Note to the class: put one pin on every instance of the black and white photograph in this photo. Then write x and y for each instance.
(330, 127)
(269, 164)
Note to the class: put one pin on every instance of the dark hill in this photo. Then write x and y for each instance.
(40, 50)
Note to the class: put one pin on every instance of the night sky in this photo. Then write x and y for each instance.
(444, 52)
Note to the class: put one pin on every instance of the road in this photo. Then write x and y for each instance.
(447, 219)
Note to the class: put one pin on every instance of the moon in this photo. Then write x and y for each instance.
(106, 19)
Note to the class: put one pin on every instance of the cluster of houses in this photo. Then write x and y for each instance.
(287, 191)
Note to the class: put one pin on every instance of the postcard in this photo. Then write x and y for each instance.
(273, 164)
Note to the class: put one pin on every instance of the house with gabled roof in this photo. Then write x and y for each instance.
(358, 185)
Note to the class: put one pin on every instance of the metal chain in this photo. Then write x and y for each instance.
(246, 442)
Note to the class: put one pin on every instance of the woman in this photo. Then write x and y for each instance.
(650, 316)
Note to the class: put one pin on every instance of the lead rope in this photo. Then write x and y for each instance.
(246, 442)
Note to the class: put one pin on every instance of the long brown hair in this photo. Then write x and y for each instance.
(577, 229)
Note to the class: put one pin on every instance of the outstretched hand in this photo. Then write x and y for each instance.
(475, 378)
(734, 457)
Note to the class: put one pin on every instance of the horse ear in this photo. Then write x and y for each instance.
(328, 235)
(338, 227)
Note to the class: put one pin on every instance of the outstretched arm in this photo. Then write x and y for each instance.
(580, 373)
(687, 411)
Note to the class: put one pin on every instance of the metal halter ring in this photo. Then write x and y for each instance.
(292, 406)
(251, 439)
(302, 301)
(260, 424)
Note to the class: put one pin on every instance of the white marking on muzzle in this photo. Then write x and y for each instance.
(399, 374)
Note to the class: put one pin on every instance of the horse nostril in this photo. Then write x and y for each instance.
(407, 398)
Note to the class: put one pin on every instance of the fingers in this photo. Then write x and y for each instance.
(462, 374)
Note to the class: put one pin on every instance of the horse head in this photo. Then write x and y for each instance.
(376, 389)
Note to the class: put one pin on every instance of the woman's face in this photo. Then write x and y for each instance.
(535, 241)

****************

Repeat the data verbatim.

Note to the class: put one pin on every instance of the black and white photograph in this photo. Then write x and y for each instance.
(330, 127)
(269, 164)
Note to the class: put one pin on every instance of the dark hill in this photo. Then write x and y for each instance.
(40, 50)
Note to the class: put one pin on every instance of the night sky in this photo. Then write x and y for each instance.
(444, 52)
Note to the class: put one pin on every instance of the road in this photo. Then write x and y for each instance.
(447, 219)
Note to the class: put one pin on every instance of the moon in this photo. Then write x and y for each instance.
(106, 19)
Note to the class: put one pin on every instance of the cluster of houses in this photo. Then write x and y for each instance.
(287, 191)
Note to the class: put one pin on every instance of the postcard in this photo. Then write x and y for each instance.
(273, 164)
Note to the class: put one pin on every instance of the house with gabled roof in this photo. Then write x and y for each instance.
(358, 185)
Note to the class: put one pin on every instance of the metal chain in this photo. Then write x and y for each instance.
(246, 442)
Note to the class: put one pin on every instance of the woman in this photo. Then write x and y for each instance.
(650, 316)
Note to the class: put one pin on every instance of the lead rope in this photo. Then write x and y for each instance.
(246, 442)
Note to the class: put one pin on every instance of the long brown hair in this photo. Then write x and y for each instance.
(577, 229)
Note to the class: put one pin on every instance of the outstretched hand in this photo. Then write x and y for each instance.
(475, 378)
(734, 457)
Note to the class: put one pin on every instance of the horse ear in this photo. Then write x and y for each instance.
(328, 235)
(338, 227)
Note to the class: put one pin on every instance of the outstretched arm in this photo. Then write x and y for each instance.
(580, 373)
(687, 411)
Note to the class: put one pin on every instance of the metal halter ring in this photo. Then write x and y for each instance.
(292, 406)
(251, 439)
(302, 301)
(260, 424)
Note to the class: put one pin on every instance of the white marking on muzzle in this photo. Then write x and y for each instance.
(399, 374)
Note to the class: put one pin on every instance of the horse nostril in this photo. Then write x and y for each instance.
(407, 398)
Note to the class: put one pin on every instance of the fingers in this photo. Then write x and y for each instance.
(462, 374)
Note to the class: put one pin on every instance of the horse head in this photo. Then write x and y for each instance.
(376, 389)
Note to the class: put one pin on every instance of the woman's face in this photo. Then write x and y for each instance.
(535, 241)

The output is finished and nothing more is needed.